GIVEN EXERCISE –
Please copy the data below word for word, beginning at the line that contains "Where can you see the white towel" and stopping after the last line of the data.

MATERIAL TO PROCESS –

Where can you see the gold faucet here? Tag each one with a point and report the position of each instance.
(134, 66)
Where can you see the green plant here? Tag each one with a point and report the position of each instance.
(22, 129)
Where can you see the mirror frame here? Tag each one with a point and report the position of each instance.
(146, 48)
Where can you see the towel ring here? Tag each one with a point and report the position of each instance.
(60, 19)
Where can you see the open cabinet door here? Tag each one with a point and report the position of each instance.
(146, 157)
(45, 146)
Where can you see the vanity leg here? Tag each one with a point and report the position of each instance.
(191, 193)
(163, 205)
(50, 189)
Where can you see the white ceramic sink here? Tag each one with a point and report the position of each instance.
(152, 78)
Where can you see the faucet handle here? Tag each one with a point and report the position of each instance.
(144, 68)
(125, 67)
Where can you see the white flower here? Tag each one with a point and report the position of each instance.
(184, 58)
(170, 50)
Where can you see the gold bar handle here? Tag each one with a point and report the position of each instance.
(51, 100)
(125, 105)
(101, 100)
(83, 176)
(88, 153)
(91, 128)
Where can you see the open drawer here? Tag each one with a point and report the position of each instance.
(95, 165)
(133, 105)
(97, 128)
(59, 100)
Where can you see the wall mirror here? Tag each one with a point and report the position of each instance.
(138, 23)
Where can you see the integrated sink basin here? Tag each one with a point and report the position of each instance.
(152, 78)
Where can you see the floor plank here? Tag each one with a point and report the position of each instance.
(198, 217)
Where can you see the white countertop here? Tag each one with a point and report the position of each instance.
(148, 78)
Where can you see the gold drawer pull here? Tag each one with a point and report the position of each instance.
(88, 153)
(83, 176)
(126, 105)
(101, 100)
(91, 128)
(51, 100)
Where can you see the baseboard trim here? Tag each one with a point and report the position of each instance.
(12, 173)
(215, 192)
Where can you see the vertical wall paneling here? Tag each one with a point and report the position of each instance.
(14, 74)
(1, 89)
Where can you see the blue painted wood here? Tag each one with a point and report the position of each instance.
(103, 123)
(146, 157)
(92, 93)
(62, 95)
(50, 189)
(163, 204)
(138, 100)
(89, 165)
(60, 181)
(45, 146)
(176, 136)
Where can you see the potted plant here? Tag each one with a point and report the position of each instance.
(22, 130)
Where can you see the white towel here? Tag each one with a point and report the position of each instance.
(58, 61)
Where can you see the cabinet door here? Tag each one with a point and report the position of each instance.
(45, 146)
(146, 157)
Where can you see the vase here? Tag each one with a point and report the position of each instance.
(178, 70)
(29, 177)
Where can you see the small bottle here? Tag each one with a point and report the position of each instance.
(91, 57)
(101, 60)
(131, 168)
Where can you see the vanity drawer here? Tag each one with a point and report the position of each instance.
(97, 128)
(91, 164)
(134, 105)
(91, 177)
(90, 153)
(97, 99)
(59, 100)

SOLUTION FOR THIS PROBLEM –
Where can you see the white towel here? Tag each one with a point and report the position of each instance.
(58, 61)
Where can you see the cabinet door here? Tag each one with a point and report the position of each instance.
(45, 146)
(146, 157)
Where can you see the vase here? Tag each one with a point and report the position of each instance.
(178, 70)
(29, 177)
Where can you see the small bottle here? Tag each one with a point and report the position of each instance.
(91, 57)
(101, 60)
(131, 168)
Where can you see the vanity drawer here? Tag each one with a point and report the position of each instance.
(97, 128)
(91, 164)
(134, 105)
(91, 177)
(90, 153)
(97, 99)
(59, 100)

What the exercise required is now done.